------ Data supplied

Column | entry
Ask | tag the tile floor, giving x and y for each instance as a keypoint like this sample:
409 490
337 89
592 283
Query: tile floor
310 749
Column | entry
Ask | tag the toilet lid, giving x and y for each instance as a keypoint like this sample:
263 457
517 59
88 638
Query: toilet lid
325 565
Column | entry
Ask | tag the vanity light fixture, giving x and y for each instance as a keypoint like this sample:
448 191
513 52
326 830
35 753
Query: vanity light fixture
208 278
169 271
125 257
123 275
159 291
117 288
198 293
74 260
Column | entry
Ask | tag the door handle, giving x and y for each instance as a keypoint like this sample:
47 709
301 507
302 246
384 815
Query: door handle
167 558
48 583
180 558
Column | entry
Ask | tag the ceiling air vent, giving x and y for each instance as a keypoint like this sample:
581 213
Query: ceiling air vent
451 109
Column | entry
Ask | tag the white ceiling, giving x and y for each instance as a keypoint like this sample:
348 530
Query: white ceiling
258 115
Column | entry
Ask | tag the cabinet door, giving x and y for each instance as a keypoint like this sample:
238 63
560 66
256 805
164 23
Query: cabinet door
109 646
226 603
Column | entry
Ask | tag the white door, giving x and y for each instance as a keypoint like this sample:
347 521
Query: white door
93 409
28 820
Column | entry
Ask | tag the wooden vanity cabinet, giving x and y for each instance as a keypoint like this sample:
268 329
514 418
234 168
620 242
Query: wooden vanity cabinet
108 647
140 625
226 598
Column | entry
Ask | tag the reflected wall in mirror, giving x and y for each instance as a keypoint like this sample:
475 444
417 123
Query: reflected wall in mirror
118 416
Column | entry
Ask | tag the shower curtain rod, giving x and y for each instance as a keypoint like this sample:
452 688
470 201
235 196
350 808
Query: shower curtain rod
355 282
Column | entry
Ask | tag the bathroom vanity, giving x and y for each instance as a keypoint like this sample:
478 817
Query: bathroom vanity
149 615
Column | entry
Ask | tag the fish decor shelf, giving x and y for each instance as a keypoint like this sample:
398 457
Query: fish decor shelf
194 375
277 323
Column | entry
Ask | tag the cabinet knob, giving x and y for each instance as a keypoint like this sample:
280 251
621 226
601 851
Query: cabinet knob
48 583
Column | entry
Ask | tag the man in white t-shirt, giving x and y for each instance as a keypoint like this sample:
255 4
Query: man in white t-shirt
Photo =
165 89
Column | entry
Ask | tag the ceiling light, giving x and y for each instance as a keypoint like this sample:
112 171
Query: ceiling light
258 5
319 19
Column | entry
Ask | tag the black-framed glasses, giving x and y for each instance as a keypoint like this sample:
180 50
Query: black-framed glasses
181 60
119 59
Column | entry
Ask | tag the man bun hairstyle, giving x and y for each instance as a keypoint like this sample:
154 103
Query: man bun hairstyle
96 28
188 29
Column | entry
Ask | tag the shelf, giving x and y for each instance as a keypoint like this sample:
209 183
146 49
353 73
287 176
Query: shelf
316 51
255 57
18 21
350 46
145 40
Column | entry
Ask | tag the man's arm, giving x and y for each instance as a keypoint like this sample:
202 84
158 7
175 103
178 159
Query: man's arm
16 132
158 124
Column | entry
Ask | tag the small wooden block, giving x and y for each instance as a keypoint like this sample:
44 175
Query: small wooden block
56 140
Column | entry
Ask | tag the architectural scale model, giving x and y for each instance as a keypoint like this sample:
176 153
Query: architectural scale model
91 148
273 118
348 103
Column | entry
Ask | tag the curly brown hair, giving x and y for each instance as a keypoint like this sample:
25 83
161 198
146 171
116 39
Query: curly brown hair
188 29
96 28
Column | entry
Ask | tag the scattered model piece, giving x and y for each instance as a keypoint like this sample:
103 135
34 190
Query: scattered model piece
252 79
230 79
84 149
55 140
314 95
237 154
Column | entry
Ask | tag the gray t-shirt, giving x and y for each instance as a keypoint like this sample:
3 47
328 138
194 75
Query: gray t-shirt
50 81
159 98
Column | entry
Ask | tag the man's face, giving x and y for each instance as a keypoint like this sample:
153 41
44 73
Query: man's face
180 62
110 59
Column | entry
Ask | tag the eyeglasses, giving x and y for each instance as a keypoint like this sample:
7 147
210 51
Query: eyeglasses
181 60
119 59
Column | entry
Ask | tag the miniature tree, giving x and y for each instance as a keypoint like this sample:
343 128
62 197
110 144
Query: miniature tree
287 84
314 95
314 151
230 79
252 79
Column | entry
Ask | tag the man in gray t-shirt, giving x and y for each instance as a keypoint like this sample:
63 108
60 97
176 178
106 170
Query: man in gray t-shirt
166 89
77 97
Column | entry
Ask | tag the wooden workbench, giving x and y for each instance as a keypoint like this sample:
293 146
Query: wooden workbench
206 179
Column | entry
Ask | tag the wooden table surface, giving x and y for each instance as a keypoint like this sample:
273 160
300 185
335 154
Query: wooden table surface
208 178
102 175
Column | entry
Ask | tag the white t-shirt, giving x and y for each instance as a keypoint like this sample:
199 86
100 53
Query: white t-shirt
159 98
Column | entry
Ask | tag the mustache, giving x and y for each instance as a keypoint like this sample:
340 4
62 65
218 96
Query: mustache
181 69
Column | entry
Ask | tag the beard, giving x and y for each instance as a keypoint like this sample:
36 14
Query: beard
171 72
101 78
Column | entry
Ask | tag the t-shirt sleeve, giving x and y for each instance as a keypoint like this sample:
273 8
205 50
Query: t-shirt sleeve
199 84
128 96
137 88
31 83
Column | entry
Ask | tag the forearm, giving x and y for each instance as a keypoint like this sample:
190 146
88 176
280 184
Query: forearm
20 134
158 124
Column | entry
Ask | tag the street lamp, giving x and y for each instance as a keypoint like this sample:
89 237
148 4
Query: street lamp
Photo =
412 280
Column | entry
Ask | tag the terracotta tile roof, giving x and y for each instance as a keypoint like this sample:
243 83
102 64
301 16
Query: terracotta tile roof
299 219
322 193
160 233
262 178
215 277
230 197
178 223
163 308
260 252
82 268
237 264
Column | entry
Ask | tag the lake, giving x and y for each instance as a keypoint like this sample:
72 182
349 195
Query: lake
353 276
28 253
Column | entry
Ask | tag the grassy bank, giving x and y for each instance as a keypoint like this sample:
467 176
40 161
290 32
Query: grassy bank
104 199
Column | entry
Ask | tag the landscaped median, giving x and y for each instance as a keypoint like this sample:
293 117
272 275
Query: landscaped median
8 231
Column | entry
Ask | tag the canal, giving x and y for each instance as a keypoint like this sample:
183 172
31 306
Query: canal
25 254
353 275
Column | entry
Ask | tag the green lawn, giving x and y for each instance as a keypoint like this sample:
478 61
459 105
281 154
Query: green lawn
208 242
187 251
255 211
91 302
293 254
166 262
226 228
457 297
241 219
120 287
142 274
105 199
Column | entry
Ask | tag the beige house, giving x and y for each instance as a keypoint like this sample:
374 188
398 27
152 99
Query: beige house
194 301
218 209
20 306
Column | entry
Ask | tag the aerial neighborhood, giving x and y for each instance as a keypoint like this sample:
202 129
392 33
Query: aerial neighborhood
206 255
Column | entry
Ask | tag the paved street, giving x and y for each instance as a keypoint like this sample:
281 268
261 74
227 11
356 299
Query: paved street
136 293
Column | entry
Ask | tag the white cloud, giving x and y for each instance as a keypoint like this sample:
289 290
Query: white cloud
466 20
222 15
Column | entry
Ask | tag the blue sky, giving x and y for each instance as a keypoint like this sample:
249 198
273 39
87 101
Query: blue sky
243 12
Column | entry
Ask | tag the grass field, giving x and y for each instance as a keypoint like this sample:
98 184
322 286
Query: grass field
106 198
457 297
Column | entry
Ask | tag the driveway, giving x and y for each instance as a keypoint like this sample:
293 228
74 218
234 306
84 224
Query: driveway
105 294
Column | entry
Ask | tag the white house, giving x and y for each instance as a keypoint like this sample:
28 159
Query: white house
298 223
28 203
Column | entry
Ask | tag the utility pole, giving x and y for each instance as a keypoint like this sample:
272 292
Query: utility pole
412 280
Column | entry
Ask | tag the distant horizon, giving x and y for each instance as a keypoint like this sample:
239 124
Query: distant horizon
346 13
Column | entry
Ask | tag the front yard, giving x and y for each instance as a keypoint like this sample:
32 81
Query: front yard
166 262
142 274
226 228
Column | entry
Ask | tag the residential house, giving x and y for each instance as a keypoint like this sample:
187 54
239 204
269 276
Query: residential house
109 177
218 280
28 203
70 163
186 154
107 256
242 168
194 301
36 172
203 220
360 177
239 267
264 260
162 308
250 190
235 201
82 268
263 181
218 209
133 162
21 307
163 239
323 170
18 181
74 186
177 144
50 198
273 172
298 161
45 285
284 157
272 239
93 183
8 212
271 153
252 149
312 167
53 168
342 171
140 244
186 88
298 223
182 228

------------

Activity: From the records above, pick out and copy each line holding the word "lamp".

Answer for the task:
Ask | tag the street lamp, giving x and y for each instance as a keypoint like this sample:
Query: street lamp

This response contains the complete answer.